— Work to do —
Retype the full set of records. Keep every character identical.

— Data for the task —
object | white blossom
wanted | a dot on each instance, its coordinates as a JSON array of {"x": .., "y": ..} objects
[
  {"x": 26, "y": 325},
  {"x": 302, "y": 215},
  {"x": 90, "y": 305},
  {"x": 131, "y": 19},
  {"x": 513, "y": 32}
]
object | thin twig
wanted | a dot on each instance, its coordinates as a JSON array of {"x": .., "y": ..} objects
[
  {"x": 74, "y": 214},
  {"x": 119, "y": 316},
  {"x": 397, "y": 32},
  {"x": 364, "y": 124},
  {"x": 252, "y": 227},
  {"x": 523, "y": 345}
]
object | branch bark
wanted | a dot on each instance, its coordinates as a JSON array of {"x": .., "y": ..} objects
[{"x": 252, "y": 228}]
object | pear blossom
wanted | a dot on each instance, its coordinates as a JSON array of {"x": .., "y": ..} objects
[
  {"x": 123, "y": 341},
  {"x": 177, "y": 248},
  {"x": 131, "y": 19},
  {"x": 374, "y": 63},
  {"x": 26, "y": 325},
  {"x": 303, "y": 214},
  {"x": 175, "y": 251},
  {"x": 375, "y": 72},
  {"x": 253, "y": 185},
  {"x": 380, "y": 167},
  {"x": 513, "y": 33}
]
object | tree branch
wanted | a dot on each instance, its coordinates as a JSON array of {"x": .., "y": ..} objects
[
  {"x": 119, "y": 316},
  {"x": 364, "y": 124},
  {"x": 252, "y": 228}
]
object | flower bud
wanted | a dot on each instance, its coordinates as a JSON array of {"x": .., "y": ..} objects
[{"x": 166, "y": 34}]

— Correct output —
object | white blossom
wanted | a dot on each instance, its coordinates as a JSON array of {"x": .., "y": ..} objects
[
  {"x": 26, "y": 325},
  {"x": 302, "y": 215},
  {"x": 90, "y": 305},
  {"x": 131, "y": 19},
  {"x": 513, "y": 32}
]
object | thin twig
wanted | a dot on each instance, its coordinates as a JSON array of {"x": .., "y": ..} objects
[
  {"x": 74, "y": 214},
  {"x": 119, "y": 316},
  {"x": 397, "y": 32},
  {"x": 364, "y": 124},
  {"x": 252, "y": 227},
  {"x": 523, "y": 345}
]
object | branch bark
wanted | a dot on each instance, its coordinates as a JSON array of {"x": .., "y": ..} objects
[{"x": 252, "y": 228}]
object | pear blossom
wanted | a dot on each instance, its coordinates as a JSON array of {"x": .., "y": ..} objects
[
  {"x": 123, "y": 341},
  {"x": 177, "y": 248},
  {"x": 131, "y": 19},
  {"x": 374, "y": 63},
  {"x": 26, "y": 325},
  {"x": 303, "y": 214},
  {"x": 175, "y": 251},
  {"x": 375, "y": 72},
  {"x": 253, "y": 185},
  {"x": 380, "y": 167},
  {"x": 513, "y": 33}
]
object | tree branch
wanted | a dot on each instance, its coordinates as a JSON array of {"x": .., "y": ..} objects
[
  {"x": 119, "y": 316},
  {"x": 364, "y": 124},
  {"x": 252, "y": 228}
]
object | flower bud
wanted | a dot on each instance, its coordinates as a JSON array of {"x": .., "y": ..} objects
[{"x": 166, "y": 34}]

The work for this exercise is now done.